_Task objective:_ Without any of the pictures, print every record below exactly.

_Information:_
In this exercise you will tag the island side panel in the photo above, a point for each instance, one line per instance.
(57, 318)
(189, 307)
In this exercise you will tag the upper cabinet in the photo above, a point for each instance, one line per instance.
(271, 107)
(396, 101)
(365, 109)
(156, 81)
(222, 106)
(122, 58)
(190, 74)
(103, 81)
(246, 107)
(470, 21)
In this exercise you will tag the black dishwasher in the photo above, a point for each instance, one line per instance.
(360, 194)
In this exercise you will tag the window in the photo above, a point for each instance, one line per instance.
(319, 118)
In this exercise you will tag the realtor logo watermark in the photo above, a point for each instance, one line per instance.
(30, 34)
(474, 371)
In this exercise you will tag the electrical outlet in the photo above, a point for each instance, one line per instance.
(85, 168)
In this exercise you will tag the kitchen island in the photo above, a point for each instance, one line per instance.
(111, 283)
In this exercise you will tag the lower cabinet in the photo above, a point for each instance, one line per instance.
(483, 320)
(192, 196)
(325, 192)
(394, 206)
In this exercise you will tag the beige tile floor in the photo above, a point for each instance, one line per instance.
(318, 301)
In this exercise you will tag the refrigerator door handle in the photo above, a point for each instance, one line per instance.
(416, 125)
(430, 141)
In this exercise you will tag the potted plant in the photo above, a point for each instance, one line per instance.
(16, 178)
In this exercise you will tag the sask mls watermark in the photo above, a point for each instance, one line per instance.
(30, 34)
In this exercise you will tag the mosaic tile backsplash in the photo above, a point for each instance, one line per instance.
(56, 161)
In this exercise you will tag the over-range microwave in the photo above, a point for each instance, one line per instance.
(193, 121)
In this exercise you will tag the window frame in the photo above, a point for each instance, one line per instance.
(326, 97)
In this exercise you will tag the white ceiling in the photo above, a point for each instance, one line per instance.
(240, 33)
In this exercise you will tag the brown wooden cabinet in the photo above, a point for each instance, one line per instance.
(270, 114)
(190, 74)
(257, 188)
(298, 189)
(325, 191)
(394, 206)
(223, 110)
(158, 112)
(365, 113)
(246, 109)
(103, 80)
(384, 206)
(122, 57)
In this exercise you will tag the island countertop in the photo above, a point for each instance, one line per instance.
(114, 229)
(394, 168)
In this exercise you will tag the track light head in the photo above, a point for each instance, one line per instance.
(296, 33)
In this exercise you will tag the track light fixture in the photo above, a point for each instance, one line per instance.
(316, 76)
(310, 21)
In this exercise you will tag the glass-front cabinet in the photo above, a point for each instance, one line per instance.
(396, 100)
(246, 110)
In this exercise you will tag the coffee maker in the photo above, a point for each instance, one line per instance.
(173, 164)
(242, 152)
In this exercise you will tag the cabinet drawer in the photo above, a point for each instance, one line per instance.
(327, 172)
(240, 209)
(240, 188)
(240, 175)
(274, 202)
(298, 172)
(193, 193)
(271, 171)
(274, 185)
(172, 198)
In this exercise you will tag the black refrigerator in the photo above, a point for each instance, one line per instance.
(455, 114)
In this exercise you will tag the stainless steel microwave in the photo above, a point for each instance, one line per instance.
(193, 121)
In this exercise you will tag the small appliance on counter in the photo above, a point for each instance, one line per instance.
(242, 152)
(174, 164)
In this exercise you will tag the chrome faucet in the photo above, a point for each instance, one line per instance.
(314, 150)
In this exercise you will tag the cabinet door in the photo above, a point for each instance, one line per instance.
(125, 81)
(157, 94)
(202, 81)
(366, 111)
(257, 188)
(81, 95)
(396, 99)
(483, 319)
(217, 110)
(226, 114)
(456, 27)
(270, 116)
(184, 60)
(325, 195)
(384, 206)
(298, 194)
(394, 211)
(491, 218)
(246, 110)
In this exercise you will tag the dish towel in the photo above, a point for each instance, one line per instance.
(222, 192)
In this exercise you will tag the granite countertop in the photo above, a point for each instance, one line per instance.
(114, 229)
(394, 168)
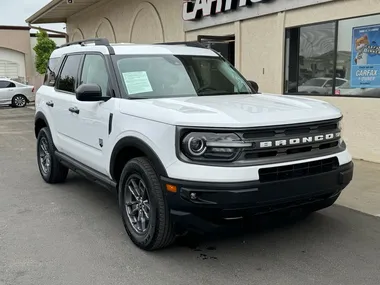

_Task solution:_
In this exercise you will tag the island side panel in the photo above, a point for each instance, one line per instance.
(57, 318)
(189, 307)
In this exercise you will tag the upper cabinet in the photo above, a point for each instance, one line per instance.
(271, 107)
(396, 101)
(365, 109)
(156, 81)
(222, 106)
(122, 58)
(190, 74)
(103, 81)
(246, 107)
(470, 21)
In this exercise you will tag the black dishwasher in the photo above, a point for each instance, one line per instance.
(360, 194)
In this exercise you will tag the window in the photo above, a point for each instance, one line per instance.
(319, 118)
In this exercise you will tag the realtor logo watermark in the photo above, a point for each instance, one line per instance.
(30, 34)
(474, 371)
In this exercise you will tag the electrical outlet in the photo above, a point for each instance, one line per instance.
(85, 168)
In this exercise you will tag the kitchen island in the photo above, a point for each instance, one line per instance.
(111, 283)
In this exercise you will tag the lower cabinet in the photo above, a point for each instance, one line per instance.
(483, 320)
(192, 196)
(325, 192)
(394, 206)
In this exercise you will tag the beige tile floor in the photo above, a point for each instance, one line per instance.
(318, 301)
In this exercise you will tag the refrigerator door handle in the photo above, a point for each instance, one line per instance.
(416, 125)
(430, 141)
In this exercise you will tag the potted plant in the photo above, a point for each instance, one line per instance.
(16, 178)
In this exercise you will tag the sask mls watermark in the photo above, a point for each instance, one line per instance.
(30, 34)
In this exercise you will tag the mosaic tile backsplash in the photo above, a point for each instance, one line per instance.
(56, 161)
In this exercise you will tag the over-range microwave in the photo above, a point for each instance, one line per instance.
(193, 121)
In this exercise you will tag the window frame in the photo above, a point for each instance, one line per instance.
(326, 97)
In this exercise you will tag the white ceiling in the photo above, a point for each instance, one line per instance.
(240, 33)
In this exercise you will tag the brown wooden cabinet in the photo above, a point for each instance, one line per instance.
(270, 114)
(190, 74)
(257, 188)
(298, 189)
(325, 191)
(394, 206)
(223, 110)
(158, 112)
(365, 113)
(246, 109)
(103, 80)
(384, 206)
(122, 57)
In this exercise you will tag the island countertop in the photo above, a point for each instance, one line per instance.
(114, 229)
(394, 168)
In this exercise you will tag the track light head in the photo above, a point for each instance, one line per instance.
(296, 33)
In this exercise you will tag the track light fixture in the photo above, a point for each instance, one line per instance.
(316, 76)
(310, 21)
In this exercise you will tag the glass-front cabinet in the photo above, a point for each instance, one line per instance.
(396, 100)
(246, 110)
In this exercise you will tag the coffee maker in the photo above, a point for each instance, one line per instance.
(173, 164)
(242, 152)
In this exercise you will tag the cabinet drawer in the photo above, a point for each instance, one line per instance.
(327, 172)
(240, 209)
(240, 188)
(240, 175)
(274, 202)
(298, 172)
(193, 193)
(271, 171)
(274, 185)
(172, 198)
In this exercise you will tag the black refrigerator in the photo above, a point for each instance, one line per instance.
(455, 114)
In this exercise you will tag the stainless steel microwave in the photo above, a point for each instance, one line per instance.
(193, 121)
In this exercise you will tag the small appliance on counter in the photo above, a point for each instance, one line per instance.
(242, 152)
(174, 164)
In this exercise you will tag the chrome faucet in the photo above, a point for each instance, one line per instance.
(314, 150)
In this exercise you will tag the cabinet door in the photo above, a point for each instance, one line per instance.
(125, 81)
(157, 94)
(202, 81)
(366, 111)
(257, 188)
(81, 95)
(396, 99)
(483, 319)
(217, 110)
(226, 114)
(456, 27)
(270, 116)
(184, 60)
(325, 195)
(384, 206)
(298, 194)
(394, 211)
(491, 218)
(246, 110)
In this exercise you will tag the dish towel in the photo above, a point for each instance, one line per instance.
(222, 192)
In this exercise you will tag the granite countertop in the photo above, a point for each instance, one line per instance.
(114, 229)
(394, 168)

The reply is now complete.